▶ [Goal of the exercise]:
Nothing in the records may be altered. Repeat them in full.

▶ [Exercise material]:
----------------

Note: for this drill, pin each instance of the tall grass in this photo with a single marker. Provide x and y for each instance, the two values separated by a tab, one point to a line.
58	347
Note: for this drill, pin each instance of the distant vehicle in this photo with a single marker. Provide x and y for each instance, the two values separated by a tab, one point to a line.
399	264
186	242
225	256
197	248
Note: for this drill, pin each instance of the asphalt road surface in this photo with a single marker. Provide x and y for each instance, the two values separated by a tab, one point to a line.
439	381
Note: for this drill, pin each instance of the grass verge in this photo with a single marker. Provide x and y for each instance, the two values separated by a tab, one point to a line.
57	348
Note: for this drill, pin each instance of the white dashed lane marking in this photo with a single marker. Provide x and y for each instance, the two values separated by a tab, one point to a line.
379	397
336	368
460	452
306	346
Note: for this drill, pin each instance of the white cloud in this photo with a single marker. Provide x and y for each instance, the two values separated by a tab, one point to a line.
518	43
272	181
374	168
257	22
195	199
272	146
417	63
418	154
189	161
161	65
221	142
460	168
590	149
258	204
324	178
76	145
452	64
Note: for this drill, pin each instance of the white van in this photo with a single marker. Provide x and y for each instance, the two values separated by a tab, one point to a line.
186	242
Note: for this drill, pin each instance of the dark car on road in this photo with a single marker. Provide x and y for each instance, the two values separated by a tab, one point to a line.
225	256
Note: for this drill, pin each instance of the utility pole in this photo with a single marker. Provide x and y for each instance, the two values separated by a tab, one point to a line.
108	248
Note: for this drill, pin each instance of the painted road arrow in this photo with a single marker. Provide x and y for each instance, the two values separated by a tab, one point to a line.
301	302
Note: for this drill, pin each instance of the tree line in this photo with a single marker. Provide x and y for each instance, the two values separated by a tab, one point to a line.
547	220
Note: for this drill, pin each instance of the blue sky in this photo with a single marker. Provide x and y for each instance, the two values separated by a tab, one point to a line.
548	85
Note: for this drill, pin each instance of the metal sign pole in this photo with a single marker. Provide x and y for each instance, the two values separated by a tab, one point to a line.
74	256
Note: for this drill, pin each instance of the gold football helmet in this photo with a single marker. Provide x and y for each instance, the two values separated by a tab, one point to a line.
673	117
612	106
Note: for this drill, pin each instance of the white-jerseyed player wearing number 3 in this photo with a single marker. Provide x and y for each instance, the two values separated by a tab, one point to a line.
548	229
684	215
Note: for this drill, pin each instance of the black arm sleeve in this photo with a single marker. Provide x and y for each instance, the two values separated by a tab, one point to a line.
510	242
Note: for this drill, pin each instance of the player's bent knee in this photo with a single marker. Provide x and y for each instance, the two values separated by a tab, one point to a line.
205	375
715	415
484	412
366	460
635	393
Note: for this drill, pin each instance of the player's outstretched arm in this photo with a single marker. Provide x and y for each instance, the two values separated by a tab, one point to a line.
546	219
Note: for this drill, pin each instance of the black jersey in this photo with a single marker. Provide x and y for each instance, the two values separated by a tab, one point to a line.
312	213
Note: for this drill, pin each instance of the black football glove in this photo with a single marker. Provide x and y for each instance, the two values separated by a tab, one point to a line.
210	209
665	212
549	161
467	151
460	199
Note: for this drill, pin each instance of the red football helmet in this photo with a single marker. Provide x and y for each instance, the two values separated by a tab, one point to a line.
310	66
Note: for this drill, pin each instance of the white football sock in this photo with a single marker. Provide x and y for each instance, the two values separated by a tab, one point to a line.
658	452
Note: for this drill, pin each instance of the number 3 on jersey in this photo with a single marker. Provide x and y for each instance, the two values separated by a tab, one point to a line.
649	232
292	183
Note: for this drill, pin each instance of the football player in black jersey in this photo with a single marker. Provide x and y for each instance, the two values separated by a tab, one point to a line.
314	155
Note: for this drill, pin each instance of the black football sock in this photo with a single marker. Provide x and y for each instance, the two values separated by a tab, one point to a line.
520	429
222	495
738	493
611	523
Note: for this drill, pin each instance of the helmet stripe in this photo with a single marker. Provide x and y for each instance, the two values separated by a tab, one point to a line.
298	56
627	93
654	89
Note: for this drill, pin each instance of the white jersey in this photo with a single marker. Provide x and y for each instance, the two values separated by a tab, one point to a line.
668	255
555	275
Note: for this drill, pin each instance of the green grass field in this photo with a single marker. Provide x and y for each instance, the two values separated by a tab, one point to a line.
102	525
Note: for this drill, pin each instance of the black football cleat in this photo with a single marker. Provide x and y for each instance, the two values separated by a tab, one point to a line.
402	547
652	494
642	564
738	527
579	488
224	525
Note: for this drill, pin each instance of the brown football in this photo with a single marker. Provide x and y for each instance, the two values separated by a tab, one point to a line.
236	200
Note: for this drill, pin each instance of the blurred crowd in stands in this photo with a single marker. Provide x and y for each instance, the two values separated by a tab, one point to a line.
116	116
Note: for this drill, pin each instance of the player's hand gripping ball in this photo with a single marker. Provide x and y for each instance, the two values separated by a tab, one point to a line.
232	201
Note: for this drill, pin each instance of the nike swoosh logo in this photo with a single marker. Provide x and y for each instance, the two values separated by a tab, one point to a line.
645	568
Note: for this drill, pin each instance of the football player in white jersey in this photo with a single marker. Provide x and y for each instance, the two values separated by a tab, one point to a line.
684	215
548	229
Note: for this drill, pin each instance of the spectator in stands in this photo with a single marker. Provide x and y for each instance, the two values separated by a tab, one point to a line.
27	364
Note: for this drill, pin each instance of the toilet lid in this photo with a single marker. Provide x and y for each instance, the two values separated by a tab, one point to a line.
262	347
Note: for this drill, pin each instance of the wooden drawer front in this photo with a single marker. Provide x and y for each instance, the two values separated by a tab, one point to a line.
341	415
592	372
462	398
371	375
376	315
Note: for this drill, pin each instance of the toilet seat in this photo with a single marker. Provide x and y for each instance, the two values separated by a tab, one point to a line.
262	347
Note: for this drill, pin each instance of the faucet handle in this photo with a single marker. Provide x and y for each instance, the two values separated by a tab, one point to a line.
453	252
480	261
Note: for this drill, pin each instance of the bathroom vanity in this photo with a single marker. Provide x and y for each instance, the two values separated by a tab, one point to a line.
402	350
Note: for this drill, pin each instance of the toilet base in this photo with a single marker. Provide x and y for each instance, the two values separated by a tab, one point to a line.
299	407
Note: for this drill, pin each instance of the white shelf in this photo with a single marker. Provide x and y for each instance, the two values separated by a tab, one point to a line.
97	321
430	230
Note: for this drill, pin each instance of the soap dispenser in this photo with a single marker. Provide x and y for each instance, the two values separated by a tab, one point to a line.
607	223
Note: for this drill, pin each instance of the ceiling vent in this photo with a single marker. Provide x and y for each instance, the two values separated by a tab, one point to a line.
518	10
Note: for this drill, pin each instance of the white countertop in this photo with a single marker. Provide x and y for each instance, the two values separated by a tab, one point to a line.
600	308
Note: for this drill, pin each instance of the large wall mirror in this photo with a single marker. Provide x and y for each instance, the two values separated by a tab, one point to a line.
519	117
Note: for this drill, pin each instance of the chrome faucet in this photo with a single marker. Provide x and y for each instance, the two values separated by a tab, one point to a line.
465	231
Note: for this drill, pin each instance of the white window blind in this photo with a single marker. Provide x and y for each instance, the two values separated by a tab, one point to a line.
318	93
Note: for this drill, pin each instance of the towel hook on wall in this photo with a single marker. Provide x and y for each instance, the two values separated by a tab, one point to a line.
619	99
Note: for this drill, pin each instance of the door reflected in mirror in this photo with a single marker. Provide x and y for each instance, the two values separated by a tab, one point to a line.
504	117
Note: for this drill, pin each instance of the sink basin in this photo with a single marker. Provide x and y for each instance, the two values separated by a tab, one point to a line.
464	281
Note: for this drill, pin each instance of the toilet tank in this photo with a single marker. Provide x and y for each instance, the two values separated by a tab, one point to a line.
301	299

----------------

▶ [Task answer]:
Note: for this drill, pin each instance of the tall grass in this photo with a single marker. Provide x and y for each instance, the two values separated by a tab, one point to a line.
58	347
Note: for this drill, pin each instance of the distant vehicle in this photo with a single marker. Provide x and y for each instance, the two values separated by a tab, one point to a line.
399	264
186	242
225	256
197	248
Note: for this drill, pin each instance of the asphalt road surface in this photo with a single marker. Provide x and y for each instance, the two values separated by a tab, one point to a line.
439	381
Note: for this drill, pin each instance of the grass verge in this photo with a single marker. Provide x and y for each instance, the two values separated by a tab, one point to a line.
57	348
Note: for this drill, pin each instance of the white dashed lane marking in this photo with a single marker. Provide x and y for each instance, the two values separated by a tab, one point to a line.
379	397
336	368
460	452
306	346
Note: for this drill, pin each instance of the white cloud in this photo with a single marker. Provide x and y for each instance, the two values separated by a tab, one point to a line.
518	43
272	181
374	168
257	22
195	199
272	146
417	63
418	154
189	161
161	65
221	142
460	168
590	149
258	204
324	178
76	145
452	64
Note: for this drill, pin each instance of the white van in this photo with a single marker. Provide x and y for each instance, the two values separated by a tab, one point to a line.
186	242
Note: for this drill, pin each instance of the dark car on road in this photo with a single marker. Provide x and y for each instance, the two values separated by a tab, one point to a line.
225	256
Note: for this drill, pin each instance of the utility pole in this photo with a single marker. Provide x and y for each instance, the two values separated by a tab, one point to a line.
108	248
Note: for this drill, pin each instance of the painted road arrow in this photo with a single marker. Provide x and y for each instance, the two values separated by a tab, one point to a line.
301	302
Note: for this drill, pin each instance of the tree line in this photo with a single marker. Provide x and y for each instance, the two values separated by a tab, one point to a line.
547	220
Note: for this drill, pin each instance of the blue sky in this photo with a single marker. Provide x and y for each instance, the two values separated by a tab, one point to a line.
548	85
Note: for this drill, pin each instance of the metal sign pole in this photo with a single marker. Provide x and y for each instance, the two values separated by a tab, one point to a line.
74	256
Note: for this drill, pin each instance of the gold football helmet in this photo with a single marker. Provide x and y for each instance, the two values separated by a tab, one point to a line.
673	117
612	106
Note: for this drill, pin each instance of the white-jerseyed player wearing number 3 in this photo with a single marker. Provide x and y for each instance, the two values separated by a tab, one point to a line.
548	229
684	215
Note: for this drill, pin each instance of the black arm sleeve in this photo with a single marker. Provide x and y for each instance, the two values separated by a tab, one point to a line.
510	242
Note: for this drill, pin each instance of the player's bent knee in this photo with a single marker. Provide x and y for each instance, the two values separated by a tab, one point to a line.
205	375
715	415
484	412
366	460
635	393
Note: for this drill, pin each instance of the player's outstretched arm in this photo with a single marker. Provide x and y for each instance, the two values separated by a tab, one point to a line.
546	219
Note: for this drill, pin each instance of the black jersey in this photo with a single marker. Provide x and y for each instance, the two values separated by a tab, one point to a line.
312	213
Note: for this drill, pin each instance of the black football glove in this photo with a single marker. Provide x and y for each instance, the two values separated by a tab, one point to a line.
210	209
665	212
549	161
467	151
460	199
Note: for this drill, pin each instance of the red football helmet in this photo with a single marker. Provide x and y for each instance, the two values separated by a tab, one point to a line.
310	66
Note: for this drill, pin each instance of the white football sock in this photo with a single marker. Provide x and y for each instance, the two values separated by a tab, one point to a line.
658	452
Note: for this drill, pin each instance of the number 3 on jersey in this photo with a single marker. Provide x and y for each instance, the two values separated by a tab, one point to a line.
649	232
292	183
Note: for this drill, pin each instance of the football player in black jersey in this photo with a single marker. Provide x and y for each instance, the two values separated by a tab, one point to a line.
314	155
Note: for this drill, pin each instance of the black football sock in this photo with a single marker. Provide x and y for each instance, the two values separated by a tab, one point to a line.
520	429
222	495
738	493
611	523
Note: for this drill, pin each instance of the helmet stripe in this photo with a single marker. Provide x and y for each instance, the two values separated by a tab, one point to a line.
298	56
627	93
654	89
Note: for this drill, pin each instance of the white jersey in this photo with a single marker. Provide x and y for each instance, the two values separated by a tab, one point to a line.
668	255
555	275
Note: for this drill, pin each instance of the green grass field in this photo with a single marker. Provide x and y for each instance, the two values separated by a tab, one point to a line.
102	525
Note: for this drill, pin each instance of the black football cleat in this photo with a single marker. Provide x and y for each instance, the two values separated by a tab, one point to a line.
402	547
652	494
642	564
738	527
579	488
224	525
Note: for this drill, pin each instance of the brown football in this photo with a single marker. Provide x and y for each instance, the two values separated by a tab, one point to a line.
236	200
Note: for this drill, pin each instance of the blurred crowd in stands in this photo with a single marker. Provide x and y for each instance, the two values separated by a tab, one point to a line.
116	116
Note: for this drill, pin each instance of the player's hand gripping ball in this photo with a single marker. Provide x and y for each instance, the two values separated by a tab, one point to a line.
232	201
Note: for this drill, pin each instance of the nike swoosh logo in this photo with a single marker. Provide x and y for each instance, the two values separated by a tab, one point to a line.
645	568
Note: for this drill, pin each instance of the football player in white jersey in this photo with a single marker. Provide x and y for each instance, the two values separated by a tab, one point to a line.
684	215
548	229
Note: for this drill, pin each instance of the spectator in stands in this photo with a single marker. Provide x and y for each instance, the two values separated by a tab, one point to a line.
27	364
Note: for this drill, pin each instance of the toilet lid in this photo with a single marker. Provide x and y for each instance, the two values separated by a tab, one point to a line.
262	347
Note: for this drill, pin each instance of the wooden drawer front in this photo with a single marker. Provide x and y for each instance, the two values separated by a tab, one point to a line.
341	415
592	372
462	398
371	375
376	315
Note: for this drill, pin each instance of the toilet seat in this photo with a single marker. Provide x and y for each instance, the two values separated by a tab, one point to a line.
262	347
Note: for this drill, pin each instance of the faucet handle in this photo with a single marker. Provide x and y for each instance, the two values separated by a tab, one point to a line.
453	252
480	261
Note: for this drill, pin each instance of the bathroom vanity in this photo with a single marker. Provide x and y for each instance, the two values separated by a tab, one point to a line.
402	350
Note: for this drill, pin each instance of the toilet base in this photo with a single marker. Provide x and y for each instance, the two values separated by a tab, one point to a line.
299	407
Note: for this drill, pin each instance of the white shelf in this photo with a single marker. Provide x and y for each instance, the two values separated by a tab, one point to a line.
97	321
430	230
Note: for this drill, pin each instance of the soap dispenser in this photo with a single marker. Provide x and y for each instance, the two values separated by a tab, one point to a line.
607	223
Note: for this drill, pin each instance of the ceiling vent in this photo with a single marker. Provide x and y for each instance, the two values separated by a tab, one point to a line.
518	10
Note: for this drill, pin each instance of the white countertop in this photo with a single marker. Provide x and y for each instance, the two values separated by a tab, one point to a line.
600	308
Note: for this drill, pin each instance of the large wall mirror in this photo with a single marker. Provide x and y for each instance, the two values separated by a tab, one point to a line.
519	117
Note: for this drill, pin each instance of the chrome faucet in this photo with a single marker. Provide x and y for each instance, the two values separated by a tab, one point to a line.
465	231
Note: for this drill, pin each instance of the white window blind in this photo with a single marker. Provide x and y for each instance, the two values separated by a tab, one point to a line.
318	93
Note: for this drill, pin each instance of the towel hook on wall in this photo with a single marker. Provide x and y for each instance, the two values separated by a tab, one point to a line.
619	99
Note: for this drill, pin each instance of the door reflected in mirror in this photo with a single marker. Provide x and y for each instance, the two values separated by a tab, one point to a line.
504	117
Note: for this drill, pin each instance of the sink basin in this photo with a single marker. Provide x and y for each instance, the two values separated by a tab, one point to a line.
464	281
Note: for this drill, pin each instance of the toilet tank in this photo with a single marker. Provide x and y for each instance, the two values separated by a tab, one point to a line.
301	299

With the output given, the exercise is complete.